• Records for this exercise:
* start *

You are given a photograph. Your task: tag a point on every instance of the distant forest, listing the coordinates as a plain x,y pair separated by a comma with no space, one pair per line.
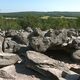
43,20
19,14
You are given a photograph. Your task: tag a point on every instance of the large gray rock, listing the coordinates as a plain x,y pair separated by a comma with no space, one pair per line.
11,33
48,67
29,29
40,44
22,38
8,59
10,45
5,76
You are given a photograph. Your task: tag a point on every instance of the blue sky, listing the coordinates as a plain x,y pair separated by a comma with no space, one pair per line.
39,5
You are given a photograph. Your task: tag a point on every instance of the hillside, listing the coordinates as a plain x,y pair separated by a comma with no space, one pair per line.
19,14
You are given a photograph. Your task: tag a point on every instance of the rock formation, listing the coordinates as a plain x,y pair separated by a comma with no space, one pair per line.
32,51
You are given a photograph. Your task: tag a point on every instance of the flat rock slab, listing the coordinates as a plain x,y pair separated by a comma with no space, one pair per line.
49,67
8,59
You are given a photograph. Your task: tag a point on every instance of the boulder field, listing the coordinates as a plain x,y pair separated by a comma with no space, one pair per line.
34,54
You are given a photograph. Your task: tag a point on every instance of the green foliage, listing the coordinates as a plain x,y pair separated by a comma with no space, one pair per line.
37,21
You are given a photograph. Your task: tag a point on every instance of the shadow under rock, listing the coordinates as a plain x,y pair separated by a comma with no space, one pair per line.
60,55
20,68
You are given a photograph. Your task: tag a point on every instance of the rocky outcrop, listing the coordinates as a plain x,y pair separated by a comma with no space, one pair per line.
33,50
8,59
10,45
49,67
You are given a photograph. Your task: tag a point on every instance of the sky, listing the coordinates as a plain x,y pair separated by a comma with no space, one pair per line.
39,5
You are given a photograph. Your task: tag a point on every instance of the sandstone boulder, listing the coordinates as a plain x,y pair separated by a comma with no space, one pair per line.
8,59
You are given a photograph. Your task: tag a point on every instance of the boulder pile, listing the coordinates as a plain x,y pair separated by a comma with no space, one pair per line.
30,54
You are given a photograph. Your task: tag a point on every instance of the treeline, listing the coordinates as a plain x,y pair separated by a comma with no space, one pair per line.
37,21
55,13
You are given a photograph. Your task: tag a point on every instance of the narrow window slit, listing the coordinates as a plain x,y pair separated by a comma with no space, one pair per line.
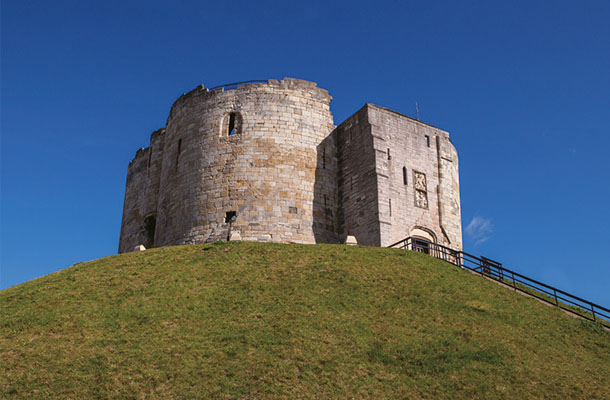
179,150
323,158
231,130
230,216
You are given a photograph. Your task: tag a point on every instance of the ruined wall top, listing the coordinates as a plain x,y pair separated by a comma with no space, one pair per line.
204,93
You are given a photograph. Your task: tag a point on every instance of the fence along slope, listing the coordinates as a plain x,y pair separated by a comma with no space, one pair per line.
494,270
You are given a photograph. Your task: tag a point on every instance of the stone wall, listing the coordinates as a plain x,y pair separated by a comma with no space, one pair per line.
261,151
269,154
358,179
411,177
141,195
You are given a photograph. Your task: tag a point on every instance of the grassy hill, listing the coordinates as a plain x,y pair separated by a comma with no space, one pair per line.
257,320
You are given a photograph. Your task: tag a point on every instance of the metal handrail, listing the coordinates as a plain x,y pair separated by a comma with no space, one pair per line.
494,270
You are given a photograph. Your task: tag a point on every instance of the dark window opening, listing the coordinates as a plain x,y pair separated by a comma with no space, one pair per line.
179,150
150,224
149,161
231,130
230,216
421,246
323,158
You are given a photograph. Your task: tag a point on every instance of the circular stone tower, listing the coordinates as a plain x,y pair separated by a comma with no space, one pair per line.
258,152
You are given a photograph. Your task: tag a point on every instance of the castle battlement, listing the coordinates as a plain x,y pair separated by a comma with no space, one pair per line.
269,154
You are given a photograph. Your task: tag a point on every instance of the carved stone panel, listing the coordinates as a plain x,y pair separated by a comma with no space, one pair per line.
420,180
421,193
421,199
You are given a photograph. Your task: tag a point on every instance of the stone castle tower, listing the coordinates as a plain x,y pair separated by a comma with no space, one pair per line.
263,161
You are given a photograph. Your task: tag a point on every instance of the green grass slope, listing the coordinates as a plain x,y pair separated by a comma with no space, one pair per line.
257,320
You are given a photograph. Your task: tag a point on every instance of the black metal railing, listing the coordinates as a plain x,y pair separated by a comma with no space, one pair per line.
495,271
233,86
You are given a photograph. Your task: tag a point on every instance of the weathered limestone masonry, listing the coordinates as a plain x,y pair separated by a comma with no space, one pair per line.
258,152
269,155
399,179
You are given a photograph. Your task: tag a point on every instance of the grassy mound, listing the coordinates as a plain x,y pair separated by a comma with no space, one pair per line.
259,320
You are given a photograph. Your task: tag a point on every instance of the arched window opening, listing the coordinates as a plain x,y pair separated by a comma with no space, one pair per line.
231,130
231,124
150,224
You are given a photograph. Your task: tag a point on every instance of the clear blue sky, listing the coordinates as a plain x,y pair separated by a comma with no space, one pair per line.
523,88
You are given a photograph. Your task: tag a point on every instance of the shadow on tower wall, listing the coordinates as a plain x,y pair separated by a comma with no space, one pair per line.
326,224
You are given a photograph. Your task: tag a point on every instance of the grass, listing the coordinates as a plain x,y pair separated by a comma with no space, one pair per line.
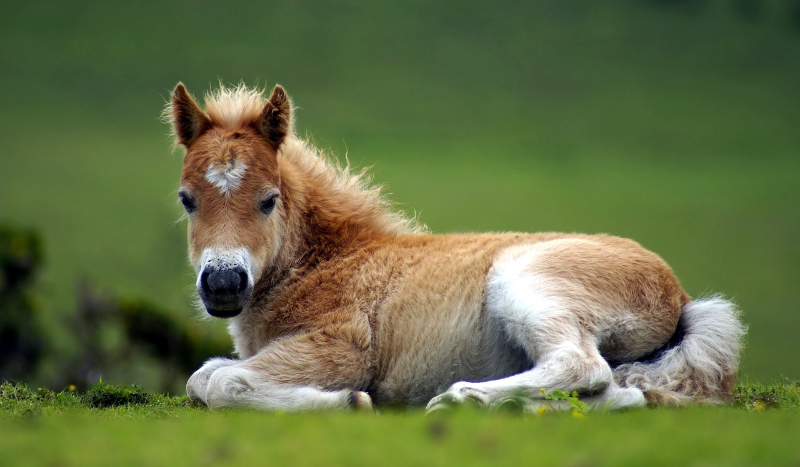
44,428
673,125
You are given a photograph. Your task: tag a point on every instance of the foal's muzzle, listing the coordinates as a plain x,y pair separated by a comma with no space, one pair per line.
224,290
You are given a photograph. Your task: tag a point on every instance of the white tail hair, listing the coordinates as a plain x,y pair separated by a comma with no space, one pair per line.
702,366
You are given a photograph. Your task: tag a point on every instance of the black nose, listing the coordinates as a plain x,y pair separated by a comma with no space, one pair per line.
224,282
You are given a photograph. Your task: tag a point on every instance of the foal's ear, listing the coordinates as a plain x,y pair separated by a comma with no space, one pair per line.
275,121
188,121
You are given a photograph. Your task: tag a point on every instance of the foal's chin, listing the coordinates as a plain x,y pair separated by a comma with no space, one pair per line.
226,308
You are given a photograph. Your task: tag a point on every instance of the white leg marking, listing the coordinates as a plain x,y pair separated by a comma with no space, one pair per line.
236,386
196,386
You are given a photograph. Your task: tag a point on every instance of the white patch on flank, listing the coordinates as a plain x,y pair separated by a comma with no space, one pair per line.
228,177
525,302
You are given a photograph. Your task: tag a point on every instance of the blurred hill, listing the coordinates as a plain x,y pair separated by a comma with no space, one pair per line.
671,122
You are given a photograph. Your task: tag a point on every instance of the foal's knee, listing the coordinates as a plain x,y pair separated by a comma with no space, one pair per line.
575,369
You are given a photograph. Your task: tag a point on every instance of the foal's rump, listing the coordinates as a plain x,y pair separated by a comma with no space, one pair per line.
579,305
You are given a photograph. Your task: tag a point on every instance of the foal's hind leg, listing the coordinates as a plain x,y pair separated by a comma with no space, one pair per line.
546,317
566,366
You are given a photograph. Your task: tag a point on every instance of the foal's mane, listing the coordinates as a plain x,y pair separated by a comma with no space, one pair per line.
350,192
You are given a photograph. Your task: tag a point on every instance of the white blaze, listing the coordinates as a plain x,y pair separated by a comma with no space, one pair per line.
228,177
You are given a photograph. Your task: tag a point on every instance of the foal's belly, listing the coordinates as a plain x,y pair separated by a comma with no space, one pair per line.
419,374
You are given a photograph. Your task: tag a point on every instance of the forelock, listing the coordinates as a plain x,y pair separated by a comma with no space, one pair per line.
233,108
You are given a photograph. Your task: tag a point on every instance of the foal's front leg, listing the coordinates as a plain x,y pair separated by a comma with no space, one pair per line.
310,372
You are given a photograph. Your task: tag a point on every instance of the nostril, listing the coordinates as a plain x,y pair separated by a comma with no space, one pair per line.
224,282
204,281
242,282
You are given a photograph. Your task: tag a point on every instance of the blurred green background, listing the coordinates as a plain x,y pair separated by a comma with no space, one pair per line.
675,123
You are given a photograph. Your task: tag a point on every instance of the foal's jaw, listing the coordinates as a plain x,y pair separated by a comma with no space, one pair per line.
225,280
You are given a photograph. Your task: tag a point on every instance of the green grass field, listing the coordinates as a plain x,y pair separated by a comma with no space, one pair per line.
124,426
673,123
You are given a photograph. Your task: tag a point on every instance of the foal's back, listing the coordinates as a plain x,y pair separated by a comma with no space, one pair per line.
452,307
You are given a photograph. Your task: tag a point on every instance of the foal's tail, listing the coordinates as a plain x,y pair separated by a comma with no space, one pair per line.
701,366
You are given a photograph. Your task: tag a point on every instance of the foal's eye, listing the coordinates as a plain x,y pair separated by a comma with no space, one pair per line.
268,203
188,202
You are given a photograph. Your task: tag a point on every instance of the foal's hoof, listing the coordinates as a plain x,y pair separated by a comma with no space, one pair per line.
361,401
458,394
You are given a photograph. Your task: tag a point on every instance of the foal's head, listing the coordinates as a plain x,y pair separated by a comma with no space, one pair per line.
231,189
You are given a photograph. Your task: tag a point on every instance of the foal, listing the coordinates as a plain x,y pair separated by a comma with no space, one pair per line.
334,301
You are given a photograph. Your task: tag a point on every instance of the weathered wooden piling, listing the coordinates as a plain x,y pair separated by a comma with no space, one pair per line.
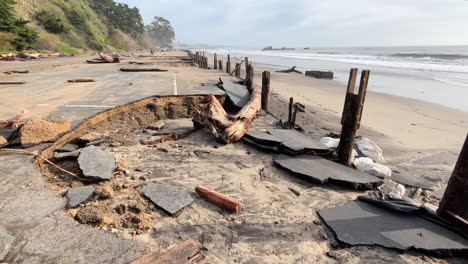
291,103
265,89
238,70
453,205
215,62
249,79
351,118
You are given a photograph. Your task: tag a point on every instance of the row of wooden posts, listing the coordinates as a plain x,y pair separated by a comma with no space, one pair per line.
453,205
202,61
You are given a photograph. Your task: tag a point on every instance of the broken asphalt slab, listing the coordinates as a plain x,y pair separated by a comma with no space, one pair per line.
238,94
79,195
96,163
359,223
320,170
168,198
294,142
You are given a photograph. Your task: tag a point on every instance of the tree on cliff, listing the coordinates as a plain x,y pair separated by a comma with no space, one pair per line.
161,31
24,37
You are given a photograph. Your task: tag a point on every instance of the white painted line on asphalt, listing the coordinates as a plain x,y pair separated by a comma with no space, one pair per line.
175,84
91,106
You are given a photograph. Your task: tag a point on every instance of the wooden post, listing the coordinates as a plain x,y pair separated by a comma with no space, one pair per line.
351,119
246,66
215,62
265,89
249,79
291,103
454,203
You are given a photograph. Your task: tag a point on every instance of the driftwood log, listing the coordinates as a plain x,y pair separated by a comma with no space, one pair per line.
219,199
225,127
110,59
293,69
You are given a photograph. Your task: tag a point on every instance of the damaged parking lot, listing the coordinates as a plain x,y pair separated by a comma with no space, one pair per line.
124,177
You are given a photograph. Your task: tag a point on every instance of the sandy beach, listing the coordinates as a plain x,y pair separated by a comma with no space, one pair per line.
423,139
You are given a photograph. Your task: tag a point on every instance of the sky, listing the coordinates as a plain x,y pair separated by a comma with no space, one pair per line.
312,23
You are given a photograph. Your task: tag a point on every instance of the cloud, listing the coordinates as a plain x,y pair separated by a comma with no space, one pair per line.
312,22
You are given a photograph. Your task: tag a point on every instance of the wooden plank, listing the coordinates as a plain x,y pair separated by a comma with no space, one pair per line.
187,252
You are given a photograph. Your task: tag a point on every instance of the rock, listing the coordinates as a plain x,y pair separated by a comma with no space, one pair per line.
156,125
320,74
392,189
168,198
330,142
39,131
96,163
79,195
3,142
6,241
105,192
367,165
67,155
90,215
370,149
68,148
90,137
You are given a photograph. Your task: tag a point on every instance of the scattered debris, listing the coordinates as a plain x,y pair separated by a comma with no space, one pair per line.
96,163
367,165
320,74
360,223
237,94
187,252
3,142
67,155
67,148
263,140
225,127
370,149
90,137
110,59
105,192
297,193
392,189
294,142
38,131
79,195
168,198
82,80
320,170
293,69
330,142
219,199
142,70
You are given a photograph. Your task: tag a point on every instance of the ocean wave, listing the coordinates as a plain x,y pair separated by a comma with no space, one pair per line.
439,56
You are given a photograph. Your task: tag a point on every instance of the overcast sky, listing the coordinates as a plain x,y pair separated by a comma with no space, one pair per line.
314,23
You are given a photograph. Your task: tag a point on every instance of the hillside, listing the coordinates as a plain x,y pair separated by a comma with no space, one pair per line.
70,26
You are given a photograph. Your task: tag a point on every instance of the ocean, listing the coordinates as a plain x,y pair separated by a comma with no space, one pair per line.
436,74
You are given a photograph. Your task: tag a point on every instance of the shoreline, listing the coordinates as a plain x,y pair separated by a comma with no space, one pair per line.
419,138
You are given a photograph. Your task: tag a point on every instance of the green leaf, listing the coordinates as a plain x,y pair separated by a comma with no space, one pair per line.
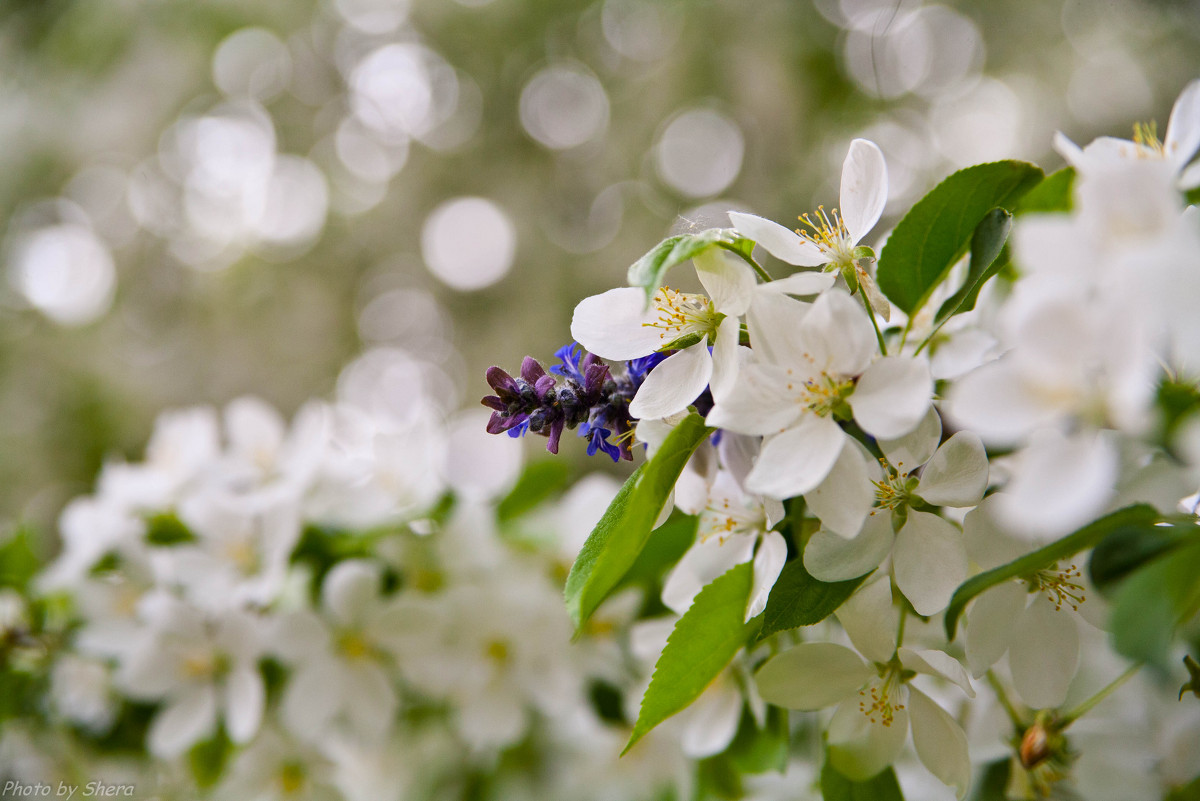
1131,547
166,529
987,245
665,548
937,230
1054,193
621,535
1153,602
799,600
648,271
759,751
18,561
1138,516
703,642
538,482
208,759
881,787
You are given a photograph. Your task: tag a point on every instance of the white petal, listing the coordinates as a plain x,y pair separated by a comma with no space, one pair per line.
838,336
1072,152
703,562
844,499
783,244
859,748
958,473
994,403
802,283
893,396
829,556
1059,485
312,697
915,449
774,325
864,188
673,384
712,721
937,663
1183,128
370,702
757,404
768,562
870,619
727,279
940,742
798,459
351,590
612,325
244,700
929,560
185,721
991,622
1044,654
811,675
725,357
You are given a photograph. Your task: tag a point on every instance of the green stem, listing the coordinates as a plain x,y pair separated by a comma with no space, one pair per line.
930,337
1002,696
879,335
1086,706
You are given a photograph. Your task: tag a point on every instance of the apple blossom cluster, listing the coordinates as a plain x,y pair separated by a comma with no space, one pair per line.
358,606
945,495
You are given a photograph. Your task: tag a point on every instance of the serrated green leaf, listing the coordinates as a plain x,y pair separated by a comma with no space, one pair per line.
1153,602
799,600
1138,516
987,245
937,230
703,642
537,483
18,561
881,787
648,271
1053,194
621,535
208,759
1128,548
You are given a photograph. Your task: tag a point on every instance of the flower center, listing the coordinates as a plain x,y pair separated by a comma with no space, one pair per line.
1060,586
828,233
885,696
1146,136
894,489
723,519
821,395
292,777
681,314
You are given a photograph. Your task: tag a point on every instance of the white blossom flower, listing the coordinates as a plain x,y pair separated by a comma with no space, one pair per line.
929,558
876,703
733,528
202,668
341,660
619,325
831,239
814,362
1176,149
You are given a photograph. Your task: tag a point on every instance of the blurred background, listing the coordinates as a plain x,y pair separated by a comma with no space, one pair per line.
209,199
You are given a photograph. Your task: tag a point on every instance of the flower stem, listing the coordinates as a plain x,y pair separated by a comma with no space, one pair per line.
757,269
1086,706
1002,696
879,335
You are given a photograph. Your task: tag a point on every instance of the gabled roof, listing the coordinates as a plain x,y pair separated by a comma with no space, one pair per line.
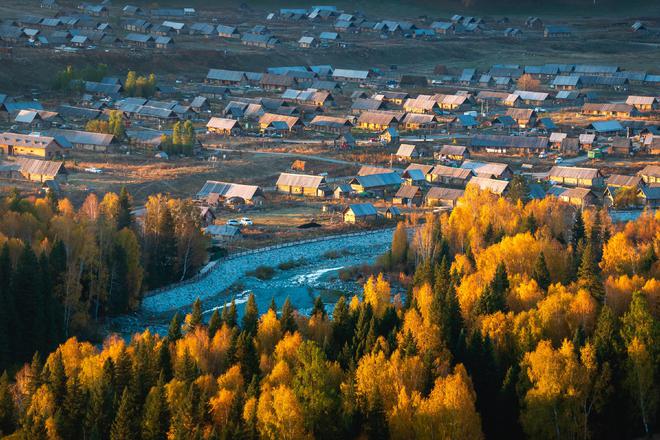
573,172
300,180
441,193
493,185
228,190
361,209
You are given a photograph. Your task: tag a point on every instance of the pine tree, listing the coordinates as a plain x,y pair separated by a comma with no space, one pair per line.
57,382
589,276
98,417
319,307
124,216
174,330
7,408
195,319
119,290
251,316
156,419
214,323
29,300
287,321
123,425
541,273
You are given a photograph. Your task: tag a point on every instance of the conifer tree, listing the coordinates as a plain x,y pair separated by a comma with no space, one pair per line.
541,273
214,323
251,316
174,330
155,420
286,319
123,424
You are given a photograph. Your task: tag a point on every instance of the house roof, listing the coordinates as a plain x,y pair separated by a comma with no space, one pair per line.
441,193
623,180
41,167
378,180
486,168
407,191
406,150
300,180
453,150
225,75
573,172
650,170
451,172
82,137
228,190
221,123
361,209
493,185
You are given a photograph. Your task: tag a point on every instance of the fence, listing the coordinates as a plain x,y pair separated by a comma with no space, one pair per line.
211,266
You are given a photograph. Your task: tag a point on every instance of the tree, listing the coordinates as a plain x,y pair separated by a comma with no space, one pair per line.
518,189
251,316
7,409
317,390
400,244
195,318
123,425
541,273
528,82
155,420
124,216
174,330
286,319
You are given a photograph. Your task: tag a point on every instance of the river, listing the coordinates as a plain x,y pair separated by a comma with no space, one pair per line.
317,274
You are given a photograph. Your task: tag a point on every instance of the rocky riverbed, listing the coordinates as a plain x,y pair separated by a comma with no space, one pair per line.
316,273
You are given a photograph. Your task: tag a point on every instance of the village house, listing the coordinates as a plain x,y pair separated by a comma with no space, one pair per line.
450,176
616,110
42,170
226,77
446,197
374,121
330,124
524,117
224,126
15,144
84,140
643,103
554,31
576,176
579,197
377,184
650,174
408,152
495,186
214,193
280,123
650,196
417,121
223,233
302,184
620,146
453,152
491,170
408,195
360,213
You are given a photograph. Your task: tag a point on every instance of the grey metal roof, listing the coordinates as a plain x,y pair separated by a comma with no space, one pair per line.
300,180
228,190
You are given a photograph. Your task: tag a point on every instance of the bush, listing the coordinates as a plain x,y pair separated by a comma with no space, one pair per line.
262,272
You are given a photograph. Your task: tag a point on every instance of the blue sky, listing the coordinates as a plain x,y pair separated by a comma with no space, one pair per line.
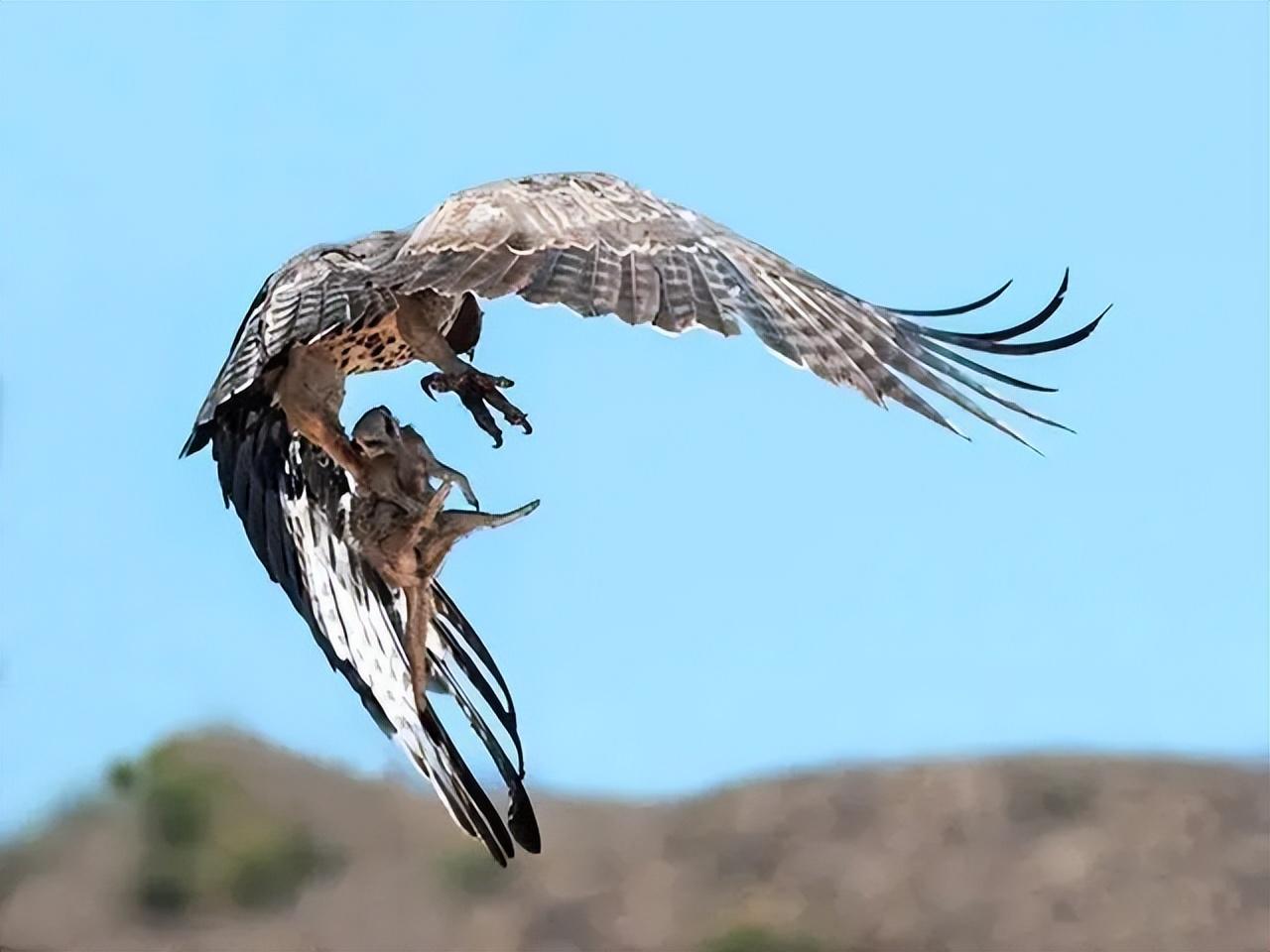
735,567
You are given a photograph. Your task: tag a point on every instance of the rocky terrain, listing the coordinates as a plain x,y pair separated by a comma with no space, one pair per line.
218,842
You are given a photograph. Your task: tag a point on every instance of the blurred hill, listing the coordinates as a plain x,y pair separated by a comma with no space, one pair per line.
220,842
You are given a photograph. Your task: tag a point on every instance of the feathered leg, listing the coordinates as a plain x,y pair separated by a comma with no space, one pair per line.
310,393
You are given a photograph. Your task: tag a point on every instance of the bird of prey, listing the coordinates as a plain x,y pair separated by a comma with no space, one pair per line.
398,526
587,240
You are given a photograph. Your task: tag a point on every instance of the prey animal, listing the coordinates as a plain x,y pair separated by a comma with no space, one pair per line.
398,525
589,241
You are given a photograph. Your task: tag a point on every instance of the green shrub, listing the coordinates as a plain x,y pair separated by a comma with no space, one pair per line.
167,885
208,844
122,777
756,938
272,870
177,809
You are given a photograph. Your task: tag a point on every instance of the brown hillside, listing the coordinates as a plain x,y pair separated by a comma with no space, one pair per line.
223,843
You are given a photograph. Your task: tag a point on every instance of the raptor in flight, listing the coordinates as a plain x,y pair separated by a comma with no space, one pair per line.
589,241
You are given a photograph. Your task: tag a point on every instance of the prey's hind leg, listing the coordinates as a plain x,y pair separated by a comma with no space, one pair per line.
312,391
452,526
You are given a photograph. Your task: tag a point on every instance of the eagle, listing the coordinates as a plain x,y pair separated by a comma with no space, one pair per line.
595,244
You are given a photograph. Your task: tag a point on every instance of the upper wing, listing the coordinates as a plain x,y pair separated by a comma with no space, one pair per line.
599,245
317,293
294,502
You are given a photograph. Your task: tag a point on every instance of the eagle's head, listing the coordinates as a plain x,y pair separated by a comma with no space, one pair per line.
377,431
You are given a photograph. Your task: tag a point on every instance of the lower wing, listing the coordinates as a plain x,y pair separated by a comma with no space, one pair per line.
294,503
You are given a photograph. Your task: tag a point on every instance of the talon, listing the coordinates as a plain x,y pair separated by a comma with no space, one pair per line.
480,394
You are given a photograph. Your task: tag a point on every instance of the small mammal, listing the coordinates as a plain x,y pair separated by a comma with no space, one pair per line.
399,526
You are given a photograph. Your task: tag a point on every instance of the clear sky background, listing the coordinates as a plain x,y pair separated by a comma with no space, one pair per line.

* end *

• Required work:
Keep only the lines from the one containing "of the raptor" to the end of the entries, and repeat them exactly.

• Written response:
You are given a photograph. Your task: tag a point on every instance of the raptor in flight, listing the coordinates as a plain x,y pair separated by a comma with no space, one pair per line.
589,241
You are given a photograph. Your task: tag a point on every instance of the prey's hind leg, listing the coordinates as a plain x,y pair separated by a comma with no space, one pair per line.
312,391
452,526
You are given a photograph. Your task: tag a point on every instance of the eagle, listing the coordinates as a plain x,y pair separated by a comma with no space, one pair per line.
595,244
You are given a photograph. Your task: tag a point on every instance of the upper wing, listing the coordinates as a plain x,y pair separated by a comma with no space, one pair per line.
599,245
317,293
294,502
You are given a photograph. Your task: tag a point on every instance of the eagle's head, listing the coordinates as a plain x,y pair separated by a comma with no space, one pair per line.
377,431
You are given a photograph. Your task: tag a point on every instance of the lower wing, listing the coordinates as a plain x,y pair separated by a comma with no space, one pair per line.
294,503
You are given a photograph. Your task: tag a point on every instance of the talon, listing the coordinates as a plain x,y pair separated by a comma with no space, one pair per line.
480,394
You are given a photograph. Your task: tag a point on every instance of the small mammal, listing the coordinates as a plain x,y pair separated by a comma with no space, one pair per line.
399,526
You are given a photograph. Your task: tag a point on every instance of the clear sky background, listing the coordinates as a plain x,y pair separated by a comma with no space, one pair per line.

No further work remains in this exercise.